While a genetic connection between cannabis and hops was long suspected, it was confirmed about a decade ago. Out of all the plants in Cannabaceae, hops and cannabis are the most alike. Beyond the basics, like a shared method of pollination, both have “resinous glands which contain their active compounds. Hops plants are known for their lupulin glands, and cannabis plants are known for their trichomes.” Given these similarities, it should come as no surprise that there are recipes for cannabis beers online.

Credit of Medicinal Genomics, Dr. Zamir Punja’s presentation at CannMed 2023

Hop Latent Viroid: The Greatest Threat to Cannabis

Medicinal Genomics (MG), a world leader in medicinal plant genomics, notes that Hop Latent Viroid (HLVd, also commonly seen as HpLV and HpLVd) occurs worldwide in hops plants but recently it made the jump to infect cannabis plants as well. According to MG, “HLVd is a single-stranded, circular, infectious RNA. Similar to viruses, viroids are completely dependent on their host plant’s metabolism for replication. However, unlike viruses, viroids do not have a protective layer, such as a protein coat.”

Kevin McKernan, is the CSO and Founder of MG, and recently completed his own study on HLVd, where they tried to intentionally infect various cultivars with it. In their study, McKernan found that the cultivar Jamaican Lion appeared to have some tolerance and was able to keep the viroid confined to its roots and was otherwise asymptomatic. Currently, it is not known if it was just the particular Jamaican Lion plants in their study with this tolerance, or if it is common to all Jamaican Lion plants. This study gives hope that there could be more cultivars with some tolerance or resistance to HLVd, or at the least, that resistance can be crossbred into other cultivars. An interesting variable they found to be connected to this resistance to HLVd was increased anthocyanin production, offering a potential clue as to where that tolerance came from.

━━━

Please continue the passage on hop latent viroid in cannabis, picking up after its final sentence.

Extracted records:
━━━

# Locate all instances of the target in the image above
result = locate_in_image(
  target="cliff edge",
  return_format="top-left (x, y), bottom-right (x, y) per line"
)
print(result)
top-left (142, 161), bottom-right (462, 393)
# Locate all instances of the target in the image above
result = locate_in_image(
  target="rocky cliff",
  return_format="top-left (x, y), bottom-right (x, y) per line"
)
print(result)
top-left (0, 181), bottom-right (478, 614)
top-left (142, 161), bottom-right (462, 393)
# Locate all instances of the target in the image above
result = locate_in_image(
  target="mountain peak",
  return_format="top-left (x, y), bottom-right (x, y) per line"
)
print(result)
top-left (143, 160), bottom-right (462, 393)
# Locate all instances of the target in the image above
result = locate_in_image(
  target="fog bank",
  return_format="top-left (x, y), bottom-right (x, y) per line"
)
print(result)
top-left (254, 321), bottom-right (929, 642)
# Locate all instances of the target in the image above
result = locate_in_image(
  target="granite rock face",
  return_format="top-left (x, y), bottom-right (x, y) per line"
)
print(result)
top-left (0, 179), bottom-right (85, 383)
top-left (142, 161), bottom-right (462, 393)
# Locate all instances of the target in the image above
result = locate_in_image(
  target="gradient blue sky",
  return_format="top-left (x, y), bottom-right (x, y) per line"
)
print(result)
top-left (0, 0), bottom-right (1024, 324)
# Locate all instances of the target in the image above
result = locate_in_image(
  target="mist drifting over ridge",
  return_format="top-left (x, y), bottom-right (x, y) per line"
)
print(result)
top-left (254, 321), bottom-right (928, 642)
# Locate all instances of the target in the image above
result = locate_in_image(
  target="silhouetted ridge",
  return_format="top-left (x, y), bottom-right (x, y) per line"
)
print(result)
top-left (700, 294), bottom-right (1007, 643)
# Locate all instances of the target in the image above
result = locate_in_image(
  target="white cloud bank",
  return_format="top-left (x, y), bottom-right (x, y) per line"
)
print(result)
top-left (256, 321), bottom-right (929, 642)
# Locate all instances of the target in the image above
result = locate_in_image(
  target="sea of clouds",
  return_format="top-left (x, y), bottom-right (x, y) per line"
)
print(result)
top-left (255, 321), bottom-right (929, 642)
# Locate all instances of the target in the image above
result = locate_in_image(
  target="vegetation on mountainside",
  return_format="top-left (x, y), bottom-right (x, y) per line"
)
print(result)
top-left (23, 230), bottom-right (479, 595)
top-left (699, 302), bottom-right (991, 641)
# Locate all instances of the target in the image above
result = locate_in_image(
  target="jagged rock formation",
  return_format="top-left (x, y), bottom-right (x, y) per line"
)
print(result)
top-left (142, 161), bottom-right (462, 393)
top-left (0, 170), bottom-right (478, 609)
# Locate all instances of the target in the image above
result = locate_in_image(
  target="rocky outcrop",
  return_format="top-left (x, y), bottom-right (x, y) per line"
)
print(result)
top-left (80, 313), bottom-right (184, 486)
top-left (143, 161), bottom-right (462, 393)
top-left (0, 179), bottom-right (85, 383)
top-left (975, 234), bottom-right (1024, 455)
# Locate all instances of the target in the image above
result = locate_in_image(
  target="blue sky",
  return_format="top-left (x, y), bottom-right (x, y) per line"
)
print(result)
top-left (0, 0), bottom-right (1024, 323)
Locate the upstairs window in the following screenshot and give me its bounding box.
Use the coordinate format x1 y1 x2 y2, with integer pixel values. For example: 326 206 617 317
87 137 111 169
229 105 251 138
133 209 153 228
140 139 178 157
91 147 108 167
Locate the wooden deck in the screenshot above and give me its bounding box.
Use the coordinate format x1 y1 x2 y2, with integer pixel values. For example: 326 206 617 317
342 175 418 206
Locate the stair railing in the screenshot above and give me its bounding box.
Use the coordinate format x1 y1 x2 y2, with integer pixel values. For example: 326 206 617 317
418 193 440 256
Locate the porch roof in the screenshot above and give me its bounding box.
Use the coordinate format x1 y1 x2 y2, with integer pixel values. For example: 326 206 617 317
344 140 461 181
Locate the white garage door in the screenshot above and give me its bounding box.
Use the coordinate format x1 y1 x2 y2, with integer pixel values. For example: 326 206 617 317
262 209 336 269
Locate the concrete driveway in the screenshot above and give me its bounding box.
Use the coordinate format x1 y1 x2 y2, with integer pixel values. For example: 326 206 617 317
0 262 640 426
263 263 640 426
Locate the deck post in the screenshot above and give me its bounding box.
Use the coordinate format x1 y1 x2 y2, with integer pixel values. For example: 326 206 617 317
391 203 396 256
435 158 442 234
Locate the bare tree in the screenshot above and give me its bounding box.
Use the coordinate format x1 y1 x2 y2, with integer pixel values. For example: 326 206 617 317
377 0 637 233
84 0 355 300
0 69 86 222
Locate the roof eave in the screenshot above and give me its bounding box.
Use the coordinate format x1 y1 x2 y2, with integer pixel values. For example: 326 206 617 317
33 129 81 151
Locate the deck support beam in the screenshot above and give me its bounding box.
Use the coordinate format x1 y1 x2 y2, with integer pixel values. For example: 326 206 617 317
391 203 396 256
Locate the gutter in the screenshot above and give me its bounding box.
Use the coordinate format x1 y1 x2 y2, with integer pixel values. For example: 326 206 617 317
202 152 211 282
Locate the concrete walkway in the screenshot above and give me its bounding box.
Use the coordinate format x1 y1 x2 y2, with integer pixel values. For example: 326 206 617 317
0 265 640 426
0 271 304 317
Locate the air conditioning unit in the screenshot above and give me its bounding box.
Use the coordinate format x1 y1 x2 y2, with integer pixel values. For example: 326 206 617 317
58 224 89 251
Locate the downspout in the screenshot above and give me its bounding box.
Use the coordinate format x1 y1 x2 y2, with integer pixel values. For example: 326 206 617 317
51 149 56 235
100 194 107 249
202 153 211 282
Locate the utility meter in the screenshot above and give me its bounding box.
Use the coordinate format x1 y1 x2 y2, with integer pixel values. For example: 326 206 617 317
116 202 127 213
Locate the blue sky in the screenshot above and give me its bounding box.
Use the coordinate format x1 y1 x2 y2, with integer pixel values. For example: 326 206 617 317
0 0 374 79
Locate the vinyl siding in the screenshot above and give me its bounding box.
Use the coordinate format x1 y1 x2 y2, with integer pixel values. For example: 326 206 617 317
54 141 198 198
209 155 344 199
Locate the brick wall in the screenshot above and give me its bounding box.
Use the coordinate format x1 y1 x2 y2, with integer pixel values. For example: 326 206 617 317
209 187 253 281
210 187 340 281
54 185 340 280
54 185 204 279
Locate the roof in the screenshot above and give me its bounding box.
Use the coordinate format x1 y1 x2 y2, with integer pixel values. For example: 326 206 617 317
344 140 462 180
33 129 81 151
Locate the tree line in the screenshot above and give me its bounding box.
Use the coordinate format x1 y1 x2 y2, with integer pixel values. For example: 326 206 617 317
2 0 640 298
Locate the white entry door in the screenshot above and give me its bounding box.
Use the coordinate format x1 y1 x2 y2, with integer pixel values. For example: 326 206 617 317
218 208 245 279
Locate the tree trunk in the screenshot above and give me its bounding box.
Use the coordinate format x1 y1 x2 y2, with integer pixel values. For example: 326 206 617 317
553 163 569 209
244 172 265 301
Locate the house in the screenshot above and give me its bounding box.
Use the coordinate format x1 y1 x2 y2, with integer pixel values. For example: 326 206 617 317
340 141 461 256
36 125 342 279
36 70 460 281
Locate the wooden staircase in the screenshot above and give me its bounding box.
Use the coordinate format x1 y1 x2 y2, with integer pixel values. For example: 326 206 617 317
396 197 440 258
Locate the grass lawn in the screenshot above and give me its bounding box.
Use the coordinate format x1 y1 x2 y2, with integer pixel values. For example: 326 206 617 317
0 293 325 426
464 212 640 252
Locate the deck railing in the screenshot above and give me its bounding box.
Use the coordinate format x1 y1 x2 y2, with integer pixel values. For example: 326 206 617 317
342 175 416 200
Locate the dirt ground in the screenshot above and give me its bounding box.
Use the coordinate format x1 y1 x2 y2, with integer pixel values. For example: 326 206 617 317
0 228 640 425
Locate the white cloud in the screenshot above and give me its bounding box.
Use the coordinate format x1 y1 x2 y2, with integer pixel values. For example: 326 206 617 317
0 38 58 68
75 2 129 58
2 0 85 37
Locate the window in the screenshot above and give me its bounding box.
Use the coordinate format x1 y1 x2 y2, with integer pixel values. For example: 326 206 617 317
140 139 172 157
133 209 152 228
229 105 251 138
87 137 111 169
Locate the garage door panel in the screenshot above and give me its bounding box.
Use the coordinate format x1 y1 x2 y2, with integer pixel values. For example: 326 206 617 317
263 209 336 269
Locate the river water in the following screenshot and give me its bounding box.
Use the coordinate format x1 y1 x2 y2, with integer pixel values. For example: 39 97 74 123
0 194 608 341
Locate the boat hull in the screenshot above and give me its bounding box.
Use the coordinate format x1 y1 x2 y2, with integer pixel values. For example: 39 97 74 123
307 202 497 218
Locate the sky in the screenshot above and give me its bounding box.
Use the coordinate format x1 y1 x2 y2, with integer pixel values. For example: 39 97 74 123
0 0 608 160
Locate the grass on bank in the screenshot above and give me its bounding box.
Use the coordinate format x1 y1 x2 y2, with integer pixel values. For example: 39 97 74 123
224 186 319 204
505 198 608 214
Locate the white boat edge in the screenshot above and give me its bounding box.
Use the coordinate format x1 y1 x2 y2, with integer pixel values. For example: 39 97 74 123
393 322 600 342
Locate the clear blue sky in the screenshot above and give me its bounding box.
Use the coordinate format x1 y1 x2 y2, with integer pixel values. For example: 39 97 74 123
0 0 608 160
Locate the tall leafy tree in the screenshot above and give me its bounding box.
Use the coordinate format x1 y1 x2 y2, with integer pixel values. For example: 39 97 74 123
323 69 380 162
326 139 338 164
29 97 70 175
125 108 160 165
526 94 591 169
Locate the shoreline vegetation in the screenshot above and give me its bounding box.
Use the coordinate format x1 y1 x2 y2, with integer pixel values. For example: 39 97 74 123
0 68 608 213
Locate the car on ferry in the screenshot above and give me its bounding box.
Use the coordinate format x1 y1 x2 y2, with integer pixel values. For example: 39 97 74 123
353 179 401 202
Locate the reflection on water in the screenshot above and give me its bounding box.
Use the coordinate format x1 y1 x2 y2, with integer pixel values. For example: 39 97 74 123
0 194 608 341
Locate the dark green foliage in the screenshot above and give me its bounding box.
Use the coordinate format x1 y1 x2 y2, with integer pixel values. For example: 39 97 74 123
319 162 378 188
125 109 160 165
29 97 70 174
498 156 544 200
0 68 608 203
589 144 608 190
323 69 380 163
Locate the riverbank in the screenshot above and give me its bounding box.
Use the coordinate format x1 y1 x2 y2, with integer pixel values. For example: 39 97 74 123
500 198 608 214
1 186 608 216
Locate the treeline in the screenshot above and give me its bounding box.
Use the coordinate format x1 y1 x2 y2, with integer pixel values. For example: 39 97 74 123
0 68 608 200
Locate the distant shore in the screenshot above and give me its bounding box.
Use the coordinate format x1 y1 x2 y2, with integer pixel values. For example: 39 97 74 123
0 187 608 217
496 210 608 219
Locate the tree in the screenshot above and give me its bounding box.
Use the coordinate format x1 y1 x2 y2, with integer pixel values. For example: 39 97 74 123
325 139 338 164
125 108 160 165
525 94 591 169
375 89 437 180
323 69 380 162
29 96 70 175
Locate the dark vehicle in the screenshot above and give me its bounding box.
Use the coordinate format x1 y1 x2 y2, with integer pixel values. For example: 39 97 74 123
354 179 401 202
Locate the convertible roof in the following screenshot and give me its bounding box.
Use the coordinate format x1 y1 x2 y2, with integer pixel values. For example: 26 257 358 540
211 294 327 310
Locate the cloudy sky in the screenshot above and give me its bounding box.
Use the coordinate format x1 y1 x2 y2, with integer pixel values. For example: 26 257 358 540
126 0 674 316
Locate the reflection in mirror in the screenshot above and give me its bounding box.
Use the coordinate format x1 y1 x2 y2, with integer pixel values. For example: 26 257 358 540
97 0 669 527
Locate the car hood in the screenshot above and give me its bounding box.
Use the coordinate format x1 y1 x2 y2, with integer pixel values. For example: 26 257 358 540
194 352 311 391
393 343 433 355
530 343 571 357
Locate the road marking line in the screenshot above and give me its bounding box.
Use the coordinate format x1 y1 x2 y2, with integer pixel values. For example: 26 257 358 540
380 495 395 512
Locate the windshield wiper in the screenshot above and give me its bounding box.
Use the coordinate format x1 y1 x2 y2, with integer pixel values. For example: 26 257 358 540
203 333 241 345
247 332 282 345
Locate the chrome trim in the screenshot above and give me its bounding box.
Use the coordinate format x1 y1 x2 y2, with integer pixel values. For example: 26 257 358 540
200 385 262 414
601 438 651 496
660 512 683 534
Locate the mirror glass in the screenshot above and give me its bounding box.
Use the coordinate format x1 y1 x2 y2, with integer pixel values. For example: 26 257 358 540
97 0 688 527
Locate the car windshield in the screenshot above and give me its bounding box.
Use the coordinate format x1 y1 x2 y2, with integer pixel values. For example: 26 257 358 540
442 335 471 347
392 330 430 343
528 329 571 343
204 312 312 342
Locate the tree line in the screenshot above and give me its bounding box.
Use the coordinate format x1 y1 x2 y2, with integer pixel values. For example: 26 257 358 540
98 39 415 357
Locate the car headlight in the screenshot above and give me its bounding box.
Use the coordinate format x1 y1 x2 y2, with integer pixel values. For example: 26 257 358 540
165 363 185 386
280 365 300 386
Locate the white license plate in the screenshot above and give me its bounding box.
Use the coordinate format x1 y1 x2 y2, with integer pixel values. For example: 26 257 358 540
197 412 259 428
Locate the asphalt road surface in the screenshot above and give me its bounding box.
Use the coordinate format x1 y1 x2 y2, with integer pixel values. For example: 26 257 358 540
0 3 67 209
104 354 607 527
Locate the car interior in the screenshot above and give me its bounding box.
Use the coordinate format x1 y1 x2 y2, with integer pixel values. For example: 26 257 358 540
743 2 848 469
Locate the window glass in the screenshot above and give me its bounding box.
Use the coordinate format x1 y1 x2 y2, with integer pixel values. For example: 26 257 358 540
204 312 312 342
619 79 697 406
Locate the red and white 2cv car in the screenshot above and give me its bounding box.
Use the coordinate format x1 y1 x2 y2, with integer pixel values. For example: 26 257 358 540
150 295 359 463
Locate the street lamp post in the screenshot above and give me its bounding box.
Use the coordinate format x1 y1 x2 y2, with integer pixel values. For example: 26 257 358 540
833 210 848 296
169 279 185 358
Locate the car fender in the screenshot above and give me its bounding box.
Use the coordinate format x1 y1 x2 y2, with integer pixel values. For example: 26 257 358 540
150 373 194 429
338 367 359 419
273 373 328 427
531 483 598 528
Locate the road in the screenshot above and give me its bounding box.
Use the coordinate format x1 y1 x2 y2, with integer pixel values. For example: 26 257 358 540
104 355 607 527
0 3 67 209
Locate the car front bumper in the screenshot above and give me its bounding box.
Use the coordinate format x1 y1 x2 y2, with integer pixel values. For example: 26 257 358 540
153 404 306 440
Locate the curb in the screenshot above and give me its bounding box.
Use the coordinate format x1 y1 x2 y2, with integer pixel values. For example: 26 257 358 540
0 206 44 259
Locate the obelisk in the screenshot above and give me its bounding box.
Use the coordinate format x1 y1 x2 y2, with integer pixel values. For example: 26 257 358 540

━━━

Response to this task:
Dark Heart Industries (DHI), is a major cannabis nursery and genetics company in California. DHI conducted HLVd testing for more than 100 growers across California between August 2018 and July 2021. Their findings shocked the industry, reporting “more than 33% of the tests from almost 90% of the cultivation sites were positive for HLVd [which supports projections] that Hop Latent Viroid affects more than 30% of all cannabis plants.”

DHI pegged the annual economic losses from HLVd at around $4 billion for 2021. Dr. Bryce Falk, Professor Emeritus at UC Davis’s plant pathology department, has called HLVd “perhaps the greatest threat to the legal cannabis industry.” The big risk with HpLVd isn’t to consumers, this isn’t a viroid that can be passed on to people who consume the bud, it is a viroid that attacks the plants themselves and stunts their growth, a process known as “dudding.” MG’s research on Jamaican Lion holds the promise that, in time, we could have a solution to the economic blight of dudding. 

Courtesy Wikipedia

Celtis: The Real Trees in the Cannabaceae Family

Despite many growers claiming to grow trees, and some cannabis plants being well over ten feet tall, with reports of some topping twenty, the only actual trees in the hemp family are in the genus Celtis (hackberry trees), some can grow up to 90 ft tall. As Celtis is by far the most prevalent genus in Cannabaceae, some sources refer to it as the hackberry, rather than the hemp family, but they are incorrect as Celtis is a recent addition to the already established Cannabaceae family (previously it was a member of the Elm family). 

While every species in Celtis is unique, the leaves of the common hackberry (Celtis occidentalis) are some of the first to yellow in the fall, usually in late September. Many species of hackberries produce small black drupes, the berry in the name “hackberry.” Those berries were used as food by native american tribes and are still used as food by dozens of species of birds and mammals. One thing that makes the common hackberry truly unique among members of Cannabaceae is that, while there are no Cannabis plants native to North America, hackberry trees are, which is a bit of a paradox since hackberry trees evolved from cannabis and hops. Presently, there is no sign of HLVd infecting any species in Celtis.

The diverse Cannabaceae family is clear proof that just because two plants are related, they may not look or act anything alike.